„Achtsamkeit ist keine Wellnesstechnik.“
Überlastung, Depression, Burnout: Psychische Erkrankungen sind in unserer schnelllebigen Arbeitswelt leider keine Seltenheit mehr. Umso wichtiger wird es daher auf sich selbst und die eigene mentale Gesundheit zu achten. Diesen Ansatz verfolgt auch Dr. Frank Berzbach in seinen Büchern zu den Themen Achtsamkeit und Kreativität im New Work Kontext und erklärt, warum es auch in der Verantwortung der Führungskräfte liegt bessere Arbeitsbedingungen für glückliche Mitarbeiter zu schaffen.
Am 26.10.2020 wird er bei der NWXnow mit XING Chefredakteurin Astrid Maier über die Zukunft der Arbeit vor, während und nach der Corona-Situation sprechen. Im Interview verrät er vorab, wie schon kleine Achtsamkeitsübungen Deine Gefühlslage verändern können und wie Du sie in Deinen Arbeitsalltag einbaust.
Frank Berzbach: Unter Achtsamkeit versteht man, seinen Geist auf die Gegenwart zu richten, was man wahrnimmt, nicht zu bewerten und während dieses Vorgangs seine Gefühls- und Denkmuster zu beobachten. Das ist eine sehr anspruchsvolle Aufgabe und bedarf der Übung. Es ist keine Wellnesstechnik und hat nichts mit „vorsichtigem Handeln“ zu tun, wie die Alltagssprache suggeriert.

• **Erfasste Daten**:

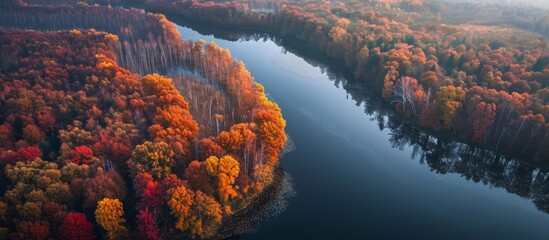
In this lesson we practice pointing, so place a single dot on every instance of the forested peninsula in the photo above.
(478, 73)
(96, 143)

• **Aufgabenstellung**:
Beantworte zum Textabschnitt über Achtsamkeit diese Fragen:
1. Welche drei Begriffe stehen am Anfang des einleitenden Absatzes?
2. Mit wem spricht Frank Berzbach am 26.10.2020 bei der NWXnow?
3. Womit hat Achtsamkeit laut Berzbach nichts zu tun?

• **Korrekte Lösung**:
1. Überlastung, Depression, Burnout
2. Mit XING-Chefredakteurin Astrid Maier
3. Mit „vorsichtigem Handeln“